=== Lines of data ===
┏━━
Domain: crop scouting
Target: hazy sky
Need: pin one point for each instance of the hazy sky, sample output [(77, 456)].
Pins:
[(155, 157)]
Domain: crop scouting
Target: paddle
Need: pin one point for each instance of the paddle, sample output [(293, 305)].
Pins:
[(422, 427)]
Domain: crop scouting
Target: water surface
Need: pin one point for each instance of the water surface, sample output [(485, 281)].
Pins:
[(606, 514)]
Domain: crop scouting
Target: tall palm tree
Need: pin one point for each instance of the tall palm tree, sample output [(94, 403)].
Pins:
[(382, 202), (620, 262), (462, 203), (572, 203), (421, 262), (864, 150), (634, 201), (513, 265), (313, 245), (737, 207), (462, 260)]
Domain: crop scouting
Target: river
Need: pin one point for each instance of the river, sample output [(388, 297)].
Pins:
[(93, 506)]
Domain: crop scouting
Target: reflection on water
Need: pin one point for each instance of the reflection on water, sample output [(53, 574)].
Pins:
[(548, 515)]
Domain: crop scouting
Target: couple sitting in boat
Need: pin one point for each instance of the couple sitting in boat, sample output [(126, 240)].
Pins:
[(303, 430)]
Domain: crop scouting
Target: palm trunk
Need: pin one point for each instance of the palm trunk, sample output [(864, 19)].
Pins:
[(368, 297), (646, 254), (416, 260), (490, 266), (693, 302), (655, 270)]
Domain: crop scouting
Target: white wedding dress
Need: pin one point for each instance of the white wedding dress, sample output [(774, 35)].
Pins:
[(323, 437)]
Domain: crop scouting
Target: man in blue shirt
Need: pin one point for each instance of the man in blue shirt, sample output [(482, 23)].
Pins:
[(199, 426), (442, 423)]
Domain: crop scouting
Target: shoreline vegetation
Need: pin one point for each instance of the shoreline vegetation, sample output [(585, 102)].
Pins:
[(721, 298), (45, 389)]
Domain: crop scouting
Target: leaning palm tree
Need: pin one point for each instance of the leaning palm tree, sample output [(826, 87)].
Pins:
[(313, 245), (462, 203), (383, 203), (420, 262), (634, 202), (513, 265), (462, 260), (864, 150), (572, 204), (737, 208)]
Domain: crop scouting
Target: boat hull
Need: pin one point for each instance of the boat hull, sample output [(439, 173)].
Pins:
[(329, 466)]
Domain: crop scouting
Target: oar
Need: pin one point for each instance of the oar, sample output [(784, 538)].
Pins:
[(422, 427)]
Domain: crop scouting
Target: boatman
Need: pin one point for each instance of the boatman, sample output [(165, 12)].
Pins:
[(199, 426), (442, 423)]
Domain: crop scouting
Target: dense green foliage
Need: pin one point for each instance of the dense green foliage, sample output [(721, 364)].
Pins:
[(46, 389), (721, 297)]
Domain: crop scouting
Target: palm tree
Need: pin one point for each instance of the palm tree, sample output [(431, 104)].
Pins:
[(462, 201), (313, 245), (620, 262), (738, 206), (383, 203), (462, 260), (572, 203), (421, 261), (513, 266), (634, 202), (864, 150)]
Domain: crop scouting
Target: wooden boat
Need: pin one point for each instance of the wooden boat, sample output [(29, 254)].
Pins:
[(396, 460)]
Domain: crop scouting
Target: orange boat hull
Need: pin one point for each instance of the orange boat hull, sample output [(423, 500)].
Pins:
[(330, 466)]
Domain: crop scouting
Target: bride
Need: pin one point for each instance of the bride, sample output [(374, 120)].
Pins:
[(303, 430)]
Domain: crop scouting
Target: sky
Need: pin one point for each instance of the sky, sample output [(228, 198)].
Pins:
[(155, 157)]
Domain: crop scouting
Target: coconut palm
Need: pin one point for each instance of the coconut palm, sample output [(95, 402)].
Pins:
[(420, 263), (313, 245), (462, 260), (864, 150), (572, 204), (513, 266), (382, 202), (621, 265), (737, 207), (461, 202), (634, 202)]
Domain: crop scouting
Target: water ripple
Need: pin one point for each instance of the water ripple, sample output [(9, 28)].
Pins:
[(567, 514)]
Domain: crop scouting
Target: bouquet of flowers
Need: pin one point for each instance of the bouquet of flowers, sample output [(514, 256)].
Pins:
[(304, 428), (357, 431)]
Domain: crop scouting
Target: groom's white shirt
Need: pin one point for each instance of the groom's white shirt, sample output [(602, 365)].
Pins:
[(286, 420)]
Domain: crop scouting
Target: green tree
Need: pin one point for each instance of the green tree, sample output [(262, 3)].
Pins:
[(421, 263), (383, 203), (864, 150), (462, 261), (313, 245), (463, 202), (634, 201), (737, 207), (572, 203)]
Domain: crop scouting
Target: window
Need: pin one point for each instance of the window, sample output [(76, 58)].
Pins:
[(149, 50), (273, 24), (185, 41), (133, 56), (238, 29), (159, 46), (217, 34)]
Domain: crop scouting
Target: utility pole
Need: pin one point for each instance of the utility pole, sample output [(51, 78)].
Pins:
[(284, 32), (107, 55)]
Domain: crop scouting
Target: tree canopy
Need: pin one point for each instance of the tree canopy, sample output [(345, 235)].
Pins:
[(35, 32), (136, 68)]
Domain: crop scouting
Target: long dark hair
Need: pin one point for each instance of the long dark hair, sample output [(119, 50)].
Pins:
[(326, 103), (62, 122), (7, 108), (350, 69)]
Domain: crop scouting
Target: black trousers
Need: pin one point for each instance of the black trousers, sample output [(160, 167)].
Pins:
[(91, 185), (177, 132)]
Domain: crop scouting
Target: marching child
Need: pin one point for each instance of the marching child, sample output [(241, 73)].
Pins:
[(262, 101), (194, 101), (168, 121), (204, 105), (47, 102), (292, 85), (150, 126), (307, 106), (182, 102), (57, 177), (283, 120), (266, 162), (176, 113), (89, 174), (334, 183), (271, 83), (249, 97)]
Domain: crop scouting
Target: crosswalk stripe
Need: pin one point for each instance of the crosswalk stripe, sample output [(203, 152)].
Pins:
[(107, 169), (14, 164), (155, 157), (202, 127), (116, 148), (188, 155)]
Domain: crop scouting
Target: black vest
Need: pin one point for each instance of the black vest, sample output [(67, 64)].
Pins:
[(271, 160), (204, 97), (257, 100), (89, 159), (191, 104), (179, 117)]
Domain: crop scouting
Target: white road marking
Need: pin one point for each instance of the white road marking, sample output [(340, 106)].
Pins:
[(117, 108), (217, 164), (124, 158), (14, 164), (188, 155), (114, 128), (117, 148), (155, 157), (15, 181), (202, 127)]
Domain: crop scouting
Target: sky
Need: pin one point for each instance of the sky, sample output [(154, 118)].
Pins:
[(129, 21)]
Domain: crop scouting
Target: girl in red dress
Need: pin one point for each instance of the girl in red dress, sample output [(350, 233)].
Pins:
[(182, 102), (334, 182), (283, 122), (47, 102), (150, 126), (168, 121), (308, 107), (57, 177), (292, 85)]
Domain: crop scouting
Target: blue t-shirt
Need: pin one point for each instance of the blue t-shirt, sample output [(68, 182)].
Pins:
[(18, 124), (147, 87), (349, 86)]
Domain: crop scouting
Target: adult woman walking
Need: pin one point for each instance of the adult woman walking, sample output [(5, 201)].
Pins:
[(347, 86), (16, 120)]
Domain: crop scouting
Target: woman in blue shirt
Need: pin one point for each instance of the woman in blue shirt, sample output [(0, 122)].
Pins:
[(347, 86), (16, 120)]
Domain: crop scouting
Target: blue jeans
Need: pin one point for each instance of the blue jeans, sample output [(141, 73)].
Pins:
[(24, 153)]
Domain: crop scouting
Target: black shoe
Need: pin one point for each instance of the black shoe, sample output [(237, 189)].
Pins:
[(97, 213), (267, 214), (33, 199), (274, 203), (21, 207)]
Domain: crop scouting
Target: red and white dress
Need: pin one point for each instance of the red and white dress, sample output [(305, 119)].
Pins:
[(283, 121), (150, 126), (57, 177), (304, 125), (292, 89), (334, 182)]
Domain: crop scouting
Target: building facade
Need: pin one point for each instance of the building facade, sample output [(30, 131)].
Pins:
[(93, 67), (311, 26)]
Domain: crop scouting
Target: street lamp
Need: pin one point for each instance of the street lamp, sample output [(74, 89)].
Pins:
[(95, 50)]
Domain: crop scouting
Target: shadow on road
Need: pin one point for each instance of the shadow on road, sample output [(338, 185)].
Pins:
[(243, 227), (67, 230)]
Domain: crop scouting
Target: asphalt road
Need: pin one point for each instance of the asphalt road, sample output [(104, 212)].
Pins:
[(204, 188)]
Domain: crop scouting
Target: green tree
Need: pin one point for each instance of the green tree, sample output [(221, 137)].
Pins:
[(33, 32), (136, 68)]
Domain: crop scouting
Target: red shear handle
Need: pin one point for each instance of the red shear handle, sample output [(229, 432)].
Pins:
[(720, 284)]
┗━━
=== THE EXERCISE ===
Pick out every line in the entries above that contains the word "leaning", treating uppercase and lowercase as different.

=== PROBLEM SOLUTION ===
Target: leaning palm tree
Need: pin one point for each instance of the leaning palm tree, sample output [(826, 87)].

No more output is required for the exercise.